- Tareas propuestas -
1/ Indique si cada una de las siguientes afirmaciones concuerda con el texto sobre el béisbol y respalde su respuesta con las palabras exactas del texto: (a) La Serie Mundial de 2006 se decidió sin dificultad a favor de los Cardenales de San Luis. (b) La Serie Mundial de 1968 la ganaron los Cardenales de San Luis. (c) El texto considera que el béisbol es el deporte con menor conciencia histórica.
2/ Prosiga el texto sobre el béisbol a partir de su última oración.

- Extracto de la página -
En la película The Field of Dreams (El campo de los sueños) alguien afirma que lo mejor de la historia de los Estados Unidos es su béisbol. Creo que es totalmente acertado. Difícilmente encontraremos una disciplina de tan hondas raíces y significados como ese deporte en la Unión Americana, capaz de suscitar todo un espíritu social, es decir, un universo complejo y bien estructurado, ideado para una larga duración a través de la paciente acumulación estadística de los récords. Sin duda, el béisbol es el deporte con mayor conciencia histórica. Sus cifras y registros cronológicos constituyen la genealogía de un fenómeno vital de masas: la malla infinitesimal de datos correlacionados que contienen -y sostienen- un cuerpo histórico que respira, se agita, vive y muere alrededor de un bat y una pelota, un diamante con cuatro bases, un jardín profundo, guantes y cachuchas. No hay nada más orgánico que el béisbol.
En 1968, en el por muchas razones fatídico mes de octubre, se enfrentaron en la Serie Mundial de Grandes Ligas exactamente dos equipos que 38 años después se verían las caras otra vez: los Tigres de Detroit por la Liga Americana y los Cardenales de San Luis por la Liga Nacional. La serie del 2006 se definió con facilidad en favor de los poderosos Cardenales del poderoso toletero Pujols. En cambio, en el lejano 68 fuimos testigos de una de las series mundiales más emocionantes de la historia de este deporte; epopeya que ganó Detroit en un espectacular e inteligente duelo de estrategias, especialmente de pitcheo, hasta el séptimo y último juego de la serie.

- Datos proporcionados -

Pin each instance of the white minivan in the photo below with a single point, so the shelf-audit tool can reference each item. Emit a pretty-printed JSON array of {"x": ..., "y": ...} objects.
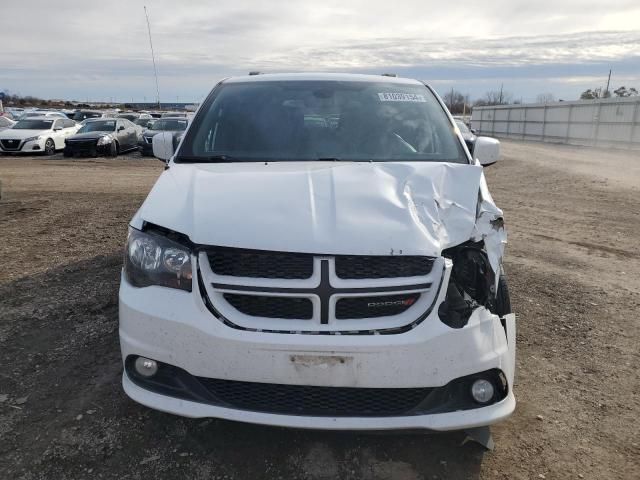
[{"x": 321, "y": 251}]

- Ejercicios resueltos -
1/
(a) Sí: «La serie del 2006 se definió con facilidad en favor de los poderosos Cardenales del poderoso toletero Pujols».
(b) No: «epopeya que ganó Detroit en un espectacular e inteligente duelo de estrategias».
(c) No: «Sin duda, el béisbol es el deporte con mayor conciencia histórica».

2/
De hecho, durante todo ese año habían dominado los pítchers sobre los bateadores. Los números de la temporada se verían fielmente reflejados en los equipos finalistas. Por el lado de los Cardenales, destacaba uno de los monstruos del montículo en los años 60: Bob Gibson, verdugo de los Yankees de Nueva York en la serie de 1964 y de los Medias Rojas de Boston en la de 1967. Gibson llegó a la serie del 68 con 22 juegos ganados y 9 perdidos, y con un porcentaje microscópico de 1.12 de carreras limpias admitidas. Era el gran villano: lanzaba la pelota como si fuese un asesino, de mirada fría y amenazante, gallardamente negro como el ébano, y estilizado y de movimientos ágiles como los de una pantera gigante. Por el lado de los Tigres -club centenario que suele llegar cada veinte años a la serie final- figuraba otro fenómeno de las cifras: Denny McLain. Este pítcher derecho de origen irlandés era un fuera de serie, pues llegó al final de esa temporada con 31 juegos ganados contra sólo 6 perdidos. Para darnos una idea de lo que esto significa, baste señalar que desde 1934, con el gran Dizzy Dean de los Cardenales, ningún lanzador de Ligas Mayores había vuelto a ganar más de treinta juegos por temporada -tampoco nadie ha repetido la hazaña de McLain hasta ahora. O sea que a lo largo de casi ocho décadas, solamente el irlandés ha rebasado la treintena de juegos ganados. A la sombra de éste, como segundo lanzador del staff de pitcheo, estaba el zurdito Mickey Lolich, con récord de 17-9 en ganados y perdidos y con un alto índice de ponches. Los Tigres llegaban, además, con una leyenda del bat y el fildeo: el veterano Al Kaline, quien (en 1955), a los 20 años de edad, había sido el campeón de bateo de la Liga Americana con .340 de porcentaje y durante todos los años 60's había calificado como el mejor jardinero a la defensiva de la misma liga. Finalmente, la batería de jonroneros de Detroit se completaba con Dick MacCauliffe, Jim Northrup, Norm Cash y Willie Horton (un gordito que hacía el swing en rigurosa línea horizontal, soportando el peso del bat en esa posición con sus gruesas muñecas). Los Cardenales, por su parte, contaban con otras dos figuras al bat: Lou Brock, espectacular robador de bases que ya había mostrado su peligrosidad en series mundiales anteriores; y Orlando Cepeda, poderoso cuarto bat productor de carreras. Con esos pedazos de beisbolistas, los dos equipos llegaron a la serie final.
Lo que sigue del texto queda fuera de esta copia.